• [Texto para revisar]

Don Orione cuenta su viaje de Pontecurone a Voghera: “Era el 4 de septiembre de 1885; tenía trece años cuando dejé mi pueblo para entrar en el convento de los frailes de Voghera. Tenía el alma llena de fe y de ardor por ser un fraile santo y de morir antes que volver al mundo y a mi pueblo”.(10)

Llegado a una cierta distancia de mi pueblo, a la mitad del camino, donde hay un pequeño puente que indica donde acaba el Piemonte y empieza la Lombardía, volví la mirada atrás y vi por última vez a mi pueblo, vi la torre, los campanarios, me conmoví y lo saludé con un gesto de la mano. Y de este modo, en un carro tirado por un burro, llevando conmigo un pequeño baúl, con una poca ropa remendada, porque yo soy hijo de gente pobre, llegué a Voghera”.(11)

Después de pagar el viaje se libera de las pocas monedas sobrantes comprando alguna estampita y objeto religioso. Por amor a la pobreza, sin una lira en el bolsillo, llama a la puerta del convento.

[Datos de localización de puntos]

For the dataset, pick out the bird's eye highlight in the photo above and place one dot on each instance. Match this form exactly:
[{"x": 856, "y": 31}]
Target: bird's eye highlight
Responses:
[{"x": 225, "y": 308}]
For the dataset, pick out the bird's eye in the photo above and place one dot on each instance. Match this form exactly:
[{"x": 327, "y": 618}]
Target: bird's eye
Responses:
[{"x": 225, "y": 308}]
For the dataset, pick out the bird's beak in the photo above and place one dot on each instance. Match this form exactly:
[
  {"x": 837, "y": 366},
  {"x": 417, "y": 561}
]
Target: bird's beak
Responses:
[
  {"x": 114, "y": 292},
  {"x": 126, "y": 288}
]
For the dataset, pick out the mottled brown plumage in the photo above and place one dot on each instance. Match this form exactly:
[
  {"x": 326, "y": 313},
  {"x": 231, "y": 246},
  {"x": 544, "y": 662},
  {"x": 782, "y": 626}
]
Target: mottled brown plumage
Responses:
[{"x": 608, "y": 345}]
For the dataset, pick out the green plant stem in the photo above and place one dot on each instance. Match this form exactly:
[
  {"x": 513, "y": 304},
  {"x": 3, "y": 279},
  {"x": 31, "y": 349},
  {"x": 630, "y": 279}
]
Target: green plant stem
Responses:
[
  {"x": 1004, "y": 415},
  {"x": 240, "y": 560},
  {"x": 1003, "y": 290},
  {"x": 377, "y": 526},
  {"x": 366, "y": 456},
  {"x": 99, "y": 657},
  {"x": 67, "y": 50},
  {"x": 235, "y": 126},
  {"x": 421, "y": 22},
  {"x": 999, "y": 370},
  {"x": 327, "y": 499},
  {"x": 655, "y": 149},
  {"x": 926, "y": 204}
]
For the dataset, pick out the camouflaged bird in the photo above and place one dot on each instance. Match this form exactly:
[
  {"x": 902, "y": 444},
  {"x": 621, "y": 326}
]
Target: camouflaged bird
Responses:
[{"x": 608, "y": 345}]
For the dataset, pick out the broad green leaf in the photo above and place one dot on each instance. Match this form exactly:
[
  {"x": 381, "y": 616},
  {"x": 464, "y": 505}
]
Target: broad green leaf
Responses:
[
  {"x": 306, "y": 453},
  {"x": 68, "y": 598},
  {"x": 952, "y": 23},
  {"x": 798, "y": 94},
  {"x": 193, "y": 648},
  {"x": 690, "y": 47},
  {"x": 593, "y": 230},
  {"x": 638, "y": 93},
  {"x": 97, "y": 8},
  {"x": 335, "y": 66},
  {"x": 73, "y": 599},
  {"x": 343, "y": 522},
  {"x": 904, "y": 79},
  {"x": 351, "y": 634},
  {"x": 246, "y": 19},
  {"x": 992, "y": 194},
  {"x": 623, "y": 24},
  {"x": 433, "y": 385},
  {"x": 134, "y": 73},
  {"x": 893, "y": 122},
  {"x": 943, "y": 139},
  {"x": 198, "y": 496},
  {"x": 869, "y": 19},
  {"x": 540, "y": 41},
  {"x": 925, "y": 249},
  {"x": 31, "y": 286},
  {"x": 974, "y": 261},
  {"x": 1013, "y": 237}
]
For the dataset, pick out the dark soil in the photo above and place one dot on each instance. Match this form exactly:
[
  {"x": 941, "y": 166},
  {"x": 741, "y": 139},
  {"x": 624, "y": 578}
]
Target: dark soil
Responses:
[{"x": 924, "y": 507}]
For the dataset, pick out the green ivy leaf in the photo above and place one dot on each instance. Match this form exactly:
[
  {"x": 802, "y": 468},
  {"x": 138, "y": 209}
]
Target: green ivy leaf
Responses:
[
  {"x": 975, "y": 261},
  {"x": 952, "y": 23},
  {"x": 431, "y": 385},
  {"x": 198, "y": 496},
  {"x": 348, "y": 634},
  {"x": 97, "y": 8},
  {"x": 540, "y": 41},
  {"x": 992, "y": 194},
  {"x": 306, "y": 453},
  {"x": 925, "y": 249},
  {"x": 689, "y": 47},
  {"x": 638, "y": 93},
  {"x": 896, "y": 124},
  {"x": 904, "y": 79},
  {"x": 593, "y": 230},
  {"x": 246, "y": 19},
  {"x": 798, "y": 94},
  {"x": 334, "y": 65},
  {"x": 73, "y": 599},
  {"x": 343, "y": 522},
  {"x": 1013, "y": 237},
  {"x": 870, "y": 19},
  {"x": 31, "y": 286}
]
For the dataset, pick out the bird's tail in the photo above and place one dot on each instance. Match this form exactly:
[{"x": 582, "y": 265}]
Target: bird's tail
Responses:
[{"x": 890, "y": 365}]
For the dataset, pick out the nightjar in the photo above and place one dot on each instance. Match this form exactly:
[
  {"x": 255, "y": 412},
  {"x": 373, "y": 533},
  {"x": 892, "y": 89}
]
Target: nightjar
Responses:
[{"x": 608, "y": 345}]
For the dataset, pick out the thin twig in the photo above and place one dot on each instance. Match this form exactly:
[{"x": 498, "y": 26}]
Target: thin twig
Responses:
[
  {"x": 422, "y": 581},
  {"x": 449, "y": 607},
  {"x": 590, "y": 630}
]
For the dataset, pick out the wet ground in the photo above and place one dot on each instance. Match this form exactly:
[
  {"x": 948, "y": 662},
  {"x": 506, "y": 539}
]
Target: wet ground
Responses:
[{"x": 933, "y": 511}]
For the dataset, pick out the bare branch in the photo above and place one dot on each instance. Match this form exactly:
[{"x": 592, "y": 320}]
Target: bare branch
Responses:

• [Consigna]
En el texto sobre el viaje de Don Orione, ¿qué edad tenía él cuando dejó su pueblo? Los ítems no tienen relación con el texto.

• [Respuesta]
Tenía trece años.